Instructions for the task: Write out the records once more, exactly as given.

Supplied information:
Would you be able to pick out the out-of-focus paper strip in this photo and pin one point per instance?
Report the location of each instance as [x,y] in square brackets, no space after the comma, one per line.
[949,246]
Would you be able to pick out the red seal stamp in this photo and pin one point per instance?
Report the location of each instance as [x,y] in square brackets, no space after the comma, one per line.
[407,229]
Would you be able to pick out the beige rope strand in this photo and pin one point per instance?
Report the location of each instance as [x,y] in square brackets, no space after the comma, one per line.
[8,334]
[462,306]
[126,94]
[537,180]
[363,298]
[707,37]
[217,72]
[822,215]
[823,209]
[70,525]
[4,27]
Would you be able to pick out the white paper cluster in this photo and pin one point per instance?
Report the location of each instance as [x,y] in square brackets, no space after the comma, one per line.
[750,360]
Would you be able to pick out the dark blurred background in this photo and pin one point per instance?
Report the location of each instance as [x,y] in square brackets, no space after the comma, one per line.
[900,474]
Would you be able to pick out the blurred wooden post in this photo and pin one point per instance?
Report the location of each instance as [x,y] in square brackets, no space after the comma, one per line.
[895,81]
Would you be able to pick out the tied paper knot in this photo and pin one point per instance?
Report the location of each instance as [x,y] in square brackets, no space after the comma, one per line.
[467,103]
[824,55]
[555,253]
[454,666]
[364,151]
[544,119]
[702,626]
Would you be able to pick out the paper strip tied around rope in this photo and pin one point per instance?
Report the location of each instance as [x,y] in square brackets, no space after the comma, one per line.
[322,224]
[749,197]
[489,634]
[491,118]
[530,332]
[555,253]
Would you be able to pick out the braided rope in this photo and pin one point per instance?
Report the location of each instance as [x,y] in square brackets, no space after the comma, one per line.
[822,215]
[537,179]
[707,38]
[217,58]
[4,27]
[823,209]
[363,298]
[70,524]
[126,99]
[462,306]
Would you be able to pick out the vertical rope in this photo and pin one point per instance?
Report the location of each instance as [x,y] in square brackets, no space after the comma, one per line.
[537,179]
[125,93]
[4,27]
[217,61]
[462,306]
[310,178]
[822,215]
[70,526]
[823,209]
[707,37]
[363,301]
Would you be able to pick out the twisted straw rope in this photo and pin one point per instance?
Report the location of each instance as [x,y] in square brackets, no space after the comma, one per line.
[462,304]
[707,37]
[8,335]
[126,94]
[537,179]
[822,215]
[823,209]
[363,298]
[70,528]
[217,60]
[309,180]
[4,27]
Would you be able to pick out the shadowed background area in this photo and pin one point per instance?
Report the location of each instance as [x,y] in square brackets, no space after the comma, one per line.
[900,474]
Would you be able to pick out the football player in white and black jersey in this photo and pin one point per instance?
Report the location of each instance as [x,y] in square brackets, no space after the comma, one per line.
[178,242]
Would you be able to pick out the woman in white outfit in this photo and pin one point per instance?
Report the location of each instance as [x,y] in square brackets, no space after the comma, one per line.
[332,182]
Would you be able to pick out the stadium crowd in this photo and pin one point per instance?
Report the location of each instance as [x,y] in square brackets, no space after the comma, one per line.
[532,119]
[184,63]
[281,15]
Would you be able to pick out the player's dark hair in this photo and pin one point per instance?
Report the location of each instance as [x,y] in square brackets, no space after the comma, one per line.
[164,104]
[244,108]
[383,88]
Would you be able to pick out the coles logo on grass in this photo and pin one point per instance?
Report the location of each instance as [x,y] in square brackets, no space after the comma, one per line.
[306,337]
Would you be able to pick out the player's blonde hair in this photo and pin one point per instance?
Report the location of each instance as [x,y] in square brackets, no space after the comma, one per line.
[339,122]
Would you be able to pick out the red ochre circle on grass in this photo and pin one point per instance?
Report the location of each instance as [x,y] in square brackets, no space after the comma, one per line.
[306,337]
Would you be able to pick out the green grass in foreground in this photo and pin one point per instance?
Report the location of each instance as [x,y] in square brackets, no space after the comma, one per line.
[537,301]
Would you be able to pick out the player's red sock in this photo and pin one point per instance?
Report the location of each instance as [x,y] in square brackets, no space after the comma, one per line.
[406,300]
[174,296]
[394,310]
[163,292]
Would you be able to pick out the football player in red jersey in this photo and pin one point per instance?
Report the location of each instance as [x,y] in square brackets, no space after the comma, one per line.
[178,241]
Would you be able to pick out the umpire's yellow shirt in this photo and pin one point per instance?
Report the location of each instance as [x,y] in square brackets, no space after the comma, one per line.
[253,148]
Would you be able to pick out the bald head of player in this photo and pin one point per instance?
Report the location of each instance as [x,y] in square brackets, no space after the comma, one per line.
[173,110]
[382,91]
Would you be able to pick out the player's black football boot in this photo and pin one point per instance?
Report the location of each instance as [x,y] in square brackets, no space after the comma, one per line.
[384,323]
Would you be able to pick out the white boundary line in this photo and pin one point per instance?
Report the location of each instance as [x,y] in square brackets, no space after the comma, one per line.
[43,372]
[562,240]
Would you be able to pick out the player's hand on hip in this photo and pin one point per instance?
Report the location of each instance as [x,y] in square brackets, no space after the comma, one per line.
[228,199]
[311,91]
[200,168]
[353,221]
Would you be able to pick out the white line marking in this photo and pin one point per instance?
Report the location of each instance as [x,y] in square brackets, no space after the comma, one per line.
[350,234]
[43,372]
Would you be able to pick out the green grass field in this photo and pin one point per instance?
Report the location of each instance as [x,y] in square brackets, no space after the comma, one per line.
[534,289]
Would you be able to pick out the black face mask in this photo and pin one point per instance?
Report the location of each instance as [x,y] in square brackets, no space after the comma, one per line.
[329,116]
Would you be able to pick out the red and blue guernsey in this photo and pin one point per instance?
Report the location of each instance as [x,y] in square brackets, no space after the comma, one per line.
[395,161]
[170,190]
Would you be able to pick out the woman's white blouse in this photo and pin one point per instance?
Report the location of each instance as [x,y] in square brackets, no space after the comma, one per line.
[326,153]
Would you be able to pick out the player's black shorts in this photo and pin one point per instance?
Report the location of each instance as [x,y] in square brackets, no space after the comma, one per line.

Exercise result:
Would you be able to pick out the out-of-focus paper strip in this photo and pin one point per instance?
Report the location of each instance as [x,y] in square brackets, no space after the comma, one per line.
[949,246]
Would you be able to pick out the red seal stamp in this photo and pin one point per instance?
Report the location of each instance as [x,y] in square brackets, no space after the comma, one per line.
[407,229]
Would you be able to pick out the beige rope strand in this photo and pin one point per instance?
Report the location of each instance as [x,y] in square brackets, no space after the comma, one per line.
[8,334]
[462,306]
[126,94]
[537,180]
[363,298]
[707,37]
[217,72]
[822,215]
[823,209]
[70,525]
[4,27]
Would you be able to pick out the white paper cluster in this photo and pin one point per instance?
Report the location of each instance as [x,y] in square brackets, no space after the comma, one per line.
[750,360]
Would you be able to pick out the dark blurred background in this photo and pin one point per instance?
Report the location of each instance as [x,y] in square brackets, no space after the comma, one per line.
[900,474]
Would you be able to pick out the blurred wooden post in this photo and pin one point per instance?
Report the location of each instance as [x,y] in square brackets, no space after the comma, one per line.
[895,81]
Would you be able to pick out the tied paper knot in this photo and pin one point per instance?
Report the location of each instance as [x,y] in square brackets, no space after the comma, one per line.
[467,103]
[824,55]
[555,253]
[454,666]
[364,151]
[544,119]
[702,626]
Would you be able to pick out the paper strip tied around rope in this photo and pin one point per instance?
Report the location of each instance as [x,y] in square brackets, no space after the comma, one per line.
[322,224]
[749,197]
[489,634]
[491,118]
[530,332]
[555,253]
Would you be able to pick out the braided rope in this photo and pin one point per instance?
Report the location of each instance as [x,y] in square brackets, no space after the comma, one per line.
[822,215]
[537,179]
[707,38]
[217,58]
[4,27]
[823,209]
[363,298]
[70,524]
[126,99]
[462,306]
Would you be able to pick out the vertical rope in this photo and pin one point per instance?
Report the location of each instance as [x,y] in square brackets, no space after the comma, one per line.
[537,179]
[125,93]
[4,27]
[217,61]
[462,306]
[310,178]
[822,215]
[70,526]
[823,209]
[707,37]
[363,301]
Would you be able to pick out the twisted straw rope in this photo and pin one point per instance?
Report the location of each instance as [x,y] in square brackets, no space after the comma, one per line.
[462,304]
[707,37]
[8,335]
[126,94]
[537,179]
[822,215]
[823,209]
[363,298]
[70,528]
[217,60]
[309,180]
[4,27]
Would you be able to pick out the shadowed background area in this photo and pin one point per instance?
Report the location of each instance as [x,y] in square brackets, no space after the comma, one per line.
[900,474]
Would you be able to pick out the football player in white and black jersey in this photo and pin one point per instance?
Report the location of each instance as [x,y] in square brackets, no space after the comma, one per line.
[178,242]
Would you be able to pick out the woman in white outfit in this photo and pin one point per instance?
Report the location of each instance as [x,y] in square brackets, no space after the comma, one per line.
[332,182]
Would you be able to pick out the stadium crowd in this photo and pin one point per instance?
Report the location of each instance as [x,y] in square brackets, no space after the comma, one per line.
[532,119]
[184,63]
[281,15]
Would you be able to pick out the player's dark hair in this photo and pin one point per instance?
Report the location of each instance as [x,y] in square brackets, no space after the comma, one per line.
[164,104]
[244,108]
[383,88]
Would you be able to pick out the coles logo on grass in this photo and pin one point per instance?
Report the location of each instance as [x,y] in square brackets, no space after the comma, one per line.
[306,337]
Would you be able to pick out the player's blonde hair in this photo and pin one point per instance?
Report the location of each instance as [x,y] in square brackets, no space after the comma, one per line.
[339,122]
Would you be able to pick out the red ochre circle on grass in this photo and pin one point per instance?
Report the location of each instance as [x,y] in square brackets, no space after the comma, one per line.
[306,337]
Would you be able to pick out the green grass in foreground in this photo and pin one point per instance?
Report the location of each instance as [x,y] in square brackets, no space after the comma, one per line.
[537,301]
Would you be able to pick out the player's red sock in this photo and pin one point per instance?
Report the location of each instance as [x,y] in square brackets, no space after the comma, one per line.
[406,300]
[174,296]
[394,310]
[163,292]
Would you be able to pick out the football player in red jersey in this photo and pin one point per instance?
Report the location of each instance as [x,y] in square brackets, no space after the comma, one per line.
[178,241]
Would you be able to pick out the umpire's yellow shirt in this photo and pin one point per instance?
Report the location of each instance as [x,y] in square brackets, no space after the comma, one per line.
[253,148]
Would you be able to pick out the bald head of player in this photo and pin one point per instance?
Report the location of each instance as [x,y] in square brackets, no space after the comma, one per line.
[173,110]
[382,91]
Would you be able to pick out the player's black football boot in this photo and pin one point per instance?
Report the location of each instance as [x,y] in square brackets, no space after the comma, one per line.
[384,323]
Would you be able to pick out the white boundary line in this photo and pin one point per instance?
Report the location of each instance as [x,y] in square brackets, no space after the comma, one per line.
[43,372]
[562,240]
Would you be able to pick out the player's hand on hip in this photo and pin one point per instance?
Report the location of each instance as [x,y] in square brackets, no space after the comma, one per line.
[228,199]
[311,91]
[200,168]
[353,221]
Would you be able to pick out the white line marking in this photo and pin one point per instance?
Report the location of each instance as [x,y] in square brackets, no space after the comma, one per line.
[350,234]
[43,372]
Would you be able to pick out the green grass field in this photo and pin one point per instance?
Report the location of each instance as [x,y] in square brackets, no space after the comma, one per line.
[534,289]
Would you be able to pick out the black face mask in this photo and pin one point per instance?
Report the location of each instance as [x,y] in square brackets, no space after the comma, one per line.
[329,116]
Would you be able to pick out the red and blue guernsey in this photo and pin one point per instance?
Report the location of each instance as [x,y] in square brackets, no space after the comma, one per line.
[395,161]
[170,190]
Would you be able to pick out the woman's white blouse in this photo and pin one point per instance?
Report the location of each instance as [x,y] in square brackets, no space after the comma, one per line.
[326,153]
Would you be able to pick out the player's black shorts in this photo and pin one point per instance?
Report the location of each instance as [x,y] in square brackets, no space after the comma, one per line.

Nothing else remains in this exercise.